→ Text passage:
==============================

Carin Helena Wästberg (1859–1942) was a Swedish textile artist who helped to revive interest in textile arts in Sweden inspired by local peasant techniques and the developments she had seen in England. As its leader from 1904, she developed the Friends of Handicraft association into the country's top textile producer, creating a new production technique in collaboration with Maja Sjöström. Under her leadership, the association produced many notable works for public buildings in Stockholm, including those she herself designed in 1915 for the Stockholm Court House.

==Biography==
Born on 5 June 1859 in Vänersborg, Carin Helena Wästberg was the daughter of Hans Efraim Wästberg, a clergyman, and his wife Anna née Andersdotter. Brought up with her siblings in an educated home, from 1880 she studied handicrafts at Stockholm's Technical College until 1885. While there, together with fellow student Maria Widebeck, she founded the textile company Widebeck och Wästberg. Establishing an excellent friendship, they ran the company and lived together for the rest of their lives.

From 1887, she was employed by Friends of Handicraft as a pattern designer. Thanks to a travel grant, in 1891 together with Widebeck she spent three months in England where she took special interest in the work of the textile designer William Morris (1834–1896), thereafter adopting his approach to arts and crafts In Sweden.

==============================

→ Tasks and exercises:
a – In the passage about Carin Wästberg, from what year did she lead the Friends of Handicraft association?
b – From the passage about Carin Wästberg, reproduce word for word everything from "Carin Helena Wästberg (1859–1942)" down to "Stockholm Court House.".

→ Information:
==============================

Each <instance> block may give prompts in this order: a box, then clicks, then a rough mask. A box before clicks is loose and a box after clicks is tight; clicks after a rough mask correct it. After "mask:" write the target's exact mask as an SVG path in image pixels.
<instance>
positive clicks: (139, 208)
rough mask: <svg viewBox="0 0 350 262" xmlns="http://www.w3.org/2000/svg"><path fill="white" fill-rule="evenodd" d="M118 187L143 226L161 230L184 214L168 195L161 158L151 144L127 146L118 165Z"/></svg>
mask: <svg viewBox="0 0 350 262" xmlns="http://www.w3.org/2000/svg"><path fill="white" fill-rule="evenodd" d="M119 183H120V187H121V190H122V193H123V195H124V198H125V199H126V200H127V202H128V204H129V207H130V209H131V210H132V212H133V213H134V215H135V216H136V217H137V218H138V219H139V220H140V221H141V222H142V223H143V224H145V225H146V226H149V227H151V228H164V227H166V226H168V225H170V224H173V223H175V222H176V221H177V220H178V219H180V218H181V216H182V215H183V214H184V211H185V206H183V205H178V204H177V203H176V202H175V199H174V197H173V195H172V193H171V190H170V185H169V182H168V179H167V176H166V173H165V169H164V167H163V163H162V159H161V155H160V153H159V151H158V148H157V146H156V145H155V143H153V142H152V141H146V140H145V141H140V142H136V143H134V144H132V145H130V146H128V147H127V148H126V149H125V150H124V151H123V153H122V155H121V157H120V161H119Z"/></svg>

==============================

→ Numbered answers:
a – 1904

b –
Carin Helena Wästberg (1859–1942) was a Swedish textile artist who helped to revive interest in textile arts in Sweden inspired by local peasant techniques and the developments she had seen in England. As its leader from 1904, she developed the Friends of Handicraft association into the country's top textile producer, creating a new production technique in collaboration with Maja Sjöström. Under her leadership, the association produced many notable works for public buildings in Stockholm, including those she herself designed in 1915 for the Stockholm Court House.